Pick up the forum post on the Academy Award nominees, shown below before the records, after its last sentence and carry it on.

> Extract to read:
---+---

Post by The Original BJ »

I can't vote under Best Director, as I've never seen Face to Face. I'm fine with watching the dumb 30's nominees on bad transfers, but I don't want to watch Bergman that way, so I've been holding out for some place like Criterion to officially release it before I see it. Given my affection for Bergman's career overall, I wouldn't want to cast a vote in this category without getting a look at his work.

To touch on the other lone director nominee, I think Seven Beauties is a very strong movie, that covers quite a bit of tonal/narrative ground -- Lina Wertmuller's work is almost Fellini-esque in the way it so deftly juggles the comic and the tragic. It also struck me as the kind of movie I'd have wanted Life is Beautiful to be -- the story of a buffoon navigating the horrors of the Holocaust, but far less sentimental/nostalgic, and full of far more bitter humor and cynicism. Admittedly, the two movies have very different aims, but this one is far more to my sensibilities. It may not be enough of a directorial tour de force to have my Best Director vote, but it's nice she was recognized. (And I imagine it must have been exciting for a woman to finally be recognized in this category, especially when I assume her nomination was far from a certainty.)

In Best Picture, I think four of the nominees are pretty wonderful movies, so of course the Academy went and chose Rocky, the worst of the lot. I guess the nice thing to say is just that it hasn't aged very well, that by the time I got to it it seemed mostly to be a collection of generic sports movie cliches I recognized from other films. Of course, to be a grouch about it, I can't imagine anyone really found its story to be all that fresh when it premiered either. Is the fact that Rocky (SPOILER!) doesn't win the final fight supposed to be a dramatic enough subversion of the happy ending for me to forget all the mundanity that led toward it? And it IS really mundane -- John G. Avildsen is one of the least visually exciting directors to ever purloin the Best Director prize, for what amounts to a pretty ragged piece of filmmaking. I do think that the actors are well-cast -- which isn't the same as delivering great performances -- but Stallone wrote a role that fit him well enough, and the other cast members fit solidly into the film's working class milieu. But with so many exciting efforts on the ballot, it's pretty lame that something so minor ended up the winner.

---+---

> Dataset extract:
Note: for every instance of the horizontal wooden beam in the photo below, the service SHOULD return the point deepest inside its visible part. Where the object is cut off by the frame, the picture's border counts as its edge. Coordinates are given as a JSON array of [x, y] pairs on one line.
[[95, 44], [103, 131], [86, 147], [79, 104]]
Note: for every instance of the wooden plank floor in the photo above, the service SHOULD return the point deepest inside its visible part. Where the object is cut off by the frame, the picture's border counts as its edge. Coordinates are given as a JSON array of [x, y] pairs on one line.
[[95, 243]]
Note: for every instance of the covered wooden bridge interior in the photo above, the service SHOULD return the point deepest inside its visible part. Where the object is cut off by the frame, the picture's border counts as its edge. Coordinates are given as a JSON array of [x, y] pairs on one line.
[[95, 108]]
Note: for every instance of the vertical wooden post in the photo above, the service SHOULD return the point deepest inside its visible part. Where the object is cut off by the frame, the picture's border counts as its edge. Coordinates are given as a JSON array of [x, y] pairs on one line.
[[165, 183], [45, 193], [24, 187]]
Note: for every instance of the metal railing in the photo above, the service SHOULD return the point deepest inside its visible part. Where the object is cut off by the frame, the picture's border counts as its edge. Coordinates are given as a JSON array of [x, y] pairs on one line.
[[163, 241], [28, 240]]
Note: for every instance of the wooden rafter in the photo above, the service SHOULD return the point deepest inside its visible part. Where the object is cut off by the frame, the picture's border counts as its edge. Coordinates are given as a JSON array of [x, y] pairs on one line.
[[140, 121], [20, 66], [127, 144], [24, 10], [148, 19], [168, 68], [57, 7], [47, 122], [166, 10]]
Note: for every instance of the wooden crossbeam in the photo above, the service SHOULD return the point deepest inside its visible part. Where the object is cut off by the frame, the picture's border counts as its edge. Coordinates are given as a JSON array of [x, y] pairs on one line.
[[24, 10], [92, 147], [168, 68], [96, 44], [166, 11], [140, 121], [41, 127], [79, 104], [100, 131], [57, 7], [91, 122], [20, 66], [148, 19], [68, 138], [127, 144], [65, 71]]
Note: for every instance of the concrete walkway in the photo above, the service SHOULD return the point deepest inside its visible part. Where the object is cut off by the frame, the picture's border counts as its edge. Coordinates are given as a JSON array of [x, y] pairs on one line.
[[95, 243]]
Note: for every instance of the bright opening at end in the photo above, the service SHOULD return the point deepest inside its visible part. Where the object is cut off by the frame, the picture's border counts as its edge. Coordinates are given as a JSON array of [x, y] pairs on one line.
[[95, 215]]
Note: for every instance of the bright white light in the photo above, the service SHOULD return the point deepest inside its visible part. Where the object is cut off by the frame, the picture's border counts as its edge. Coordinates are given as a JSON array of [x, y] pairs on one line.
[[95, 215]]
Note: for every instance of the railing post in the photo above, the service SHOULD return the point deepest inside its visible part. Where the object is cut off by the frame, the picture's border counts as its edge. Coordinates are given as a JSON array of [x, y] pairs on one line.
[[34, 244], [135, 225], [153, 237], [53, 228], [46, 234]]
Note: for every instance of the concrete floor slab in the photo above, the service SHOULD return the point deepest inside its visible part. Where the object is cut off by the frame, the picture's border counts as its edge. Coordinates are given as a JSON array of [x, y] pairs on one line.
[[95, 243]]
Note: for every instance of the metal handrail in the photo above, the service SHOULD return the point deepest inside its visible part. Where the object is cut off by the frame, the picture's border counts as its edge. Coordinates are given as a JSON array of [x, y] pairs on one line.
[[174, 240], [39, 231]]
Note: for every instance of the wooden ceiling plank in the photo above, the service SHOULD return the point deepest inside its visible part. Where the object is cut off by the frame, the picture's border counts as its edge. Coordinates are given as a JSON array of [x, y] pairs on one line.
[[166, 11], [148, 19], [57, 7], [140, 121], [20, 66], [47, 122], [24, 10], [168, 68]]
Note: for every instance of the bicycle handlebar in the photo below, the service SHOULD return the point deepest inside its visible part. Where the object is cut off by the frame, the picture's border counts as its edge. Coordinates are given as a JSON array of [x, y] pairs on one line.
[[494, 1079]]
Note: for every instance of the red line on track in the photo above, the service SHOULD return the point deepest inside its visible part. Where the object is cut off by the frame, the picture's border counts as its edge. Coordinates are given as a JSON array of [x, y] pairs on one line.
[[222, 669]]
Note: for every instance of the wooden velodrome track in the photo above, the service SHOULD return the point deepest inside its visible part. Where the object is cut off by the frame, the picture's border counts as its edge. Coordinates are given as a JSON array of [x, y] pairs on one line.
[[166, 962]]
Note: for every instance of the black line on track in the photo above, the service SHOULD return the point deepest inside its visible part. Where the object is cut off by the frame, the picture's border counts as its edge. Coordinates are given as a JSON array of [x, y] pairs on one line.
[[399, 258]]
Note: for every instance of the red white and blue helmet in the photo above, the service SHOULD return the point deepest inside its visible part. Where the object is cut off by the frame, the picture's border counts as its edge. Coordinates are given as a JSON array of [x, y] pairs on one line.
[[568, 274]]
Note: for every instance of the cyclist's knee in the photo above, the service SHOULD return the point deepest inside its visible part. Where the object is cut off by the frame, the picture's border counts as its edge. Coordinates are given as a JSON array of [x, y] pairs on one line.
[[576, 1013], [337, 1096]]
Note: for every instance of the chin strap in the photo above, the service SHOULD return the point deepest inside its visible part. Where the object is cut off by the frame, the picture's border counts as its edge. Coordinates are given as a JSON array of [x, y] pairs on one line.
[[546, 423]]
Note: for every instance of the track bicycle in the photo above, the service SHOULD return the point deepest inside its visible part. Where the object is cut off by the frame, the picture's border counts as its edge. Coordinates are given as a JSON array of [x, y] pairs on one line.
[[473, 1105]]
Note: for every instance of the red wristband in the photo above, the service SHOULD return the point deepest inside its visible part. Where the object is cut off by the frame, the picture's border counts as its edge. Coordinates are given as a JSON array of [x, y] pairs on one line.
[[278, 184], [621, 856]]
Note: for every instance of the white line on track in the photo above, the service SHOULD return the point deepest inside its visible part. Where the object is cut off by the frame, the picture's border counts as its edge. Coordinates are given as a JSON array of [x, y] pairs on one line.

---+---

> Reply:
All the President's Men is a hugely engrossing investigation story, with a superb eye for detail both in terms of the specifics of the narrative, but also in the milieu of the film. (Has a newspaper office in a film ever looked like people actually work there as much as the one here?) But I think what sets the film above simply an engrossing mystery -- besides, of course, the titanic cultural impact of the real story Woodward and Bernstein uncovered -- is its emotional impact. For example, Jane Alexander's character plays a relatively small role in the plot, but the actress and the script etch this character in such a way that we feel like we know a lot about her, and care significantly about the emotional stakes of her involvement in this news story. A number of the smaller roles have this effect, and their cumulative impact is such that the film really taps into the sense of trauma the Watergate scandal had on the nation. Alan J. Pakula expertly balances both the suspense of the snowballing narrative and these key moments of dramatic power, and does so in a style that is visually handsome but appropriately reserved and observational. Pending Bergman, he's leading the way for my Director vote.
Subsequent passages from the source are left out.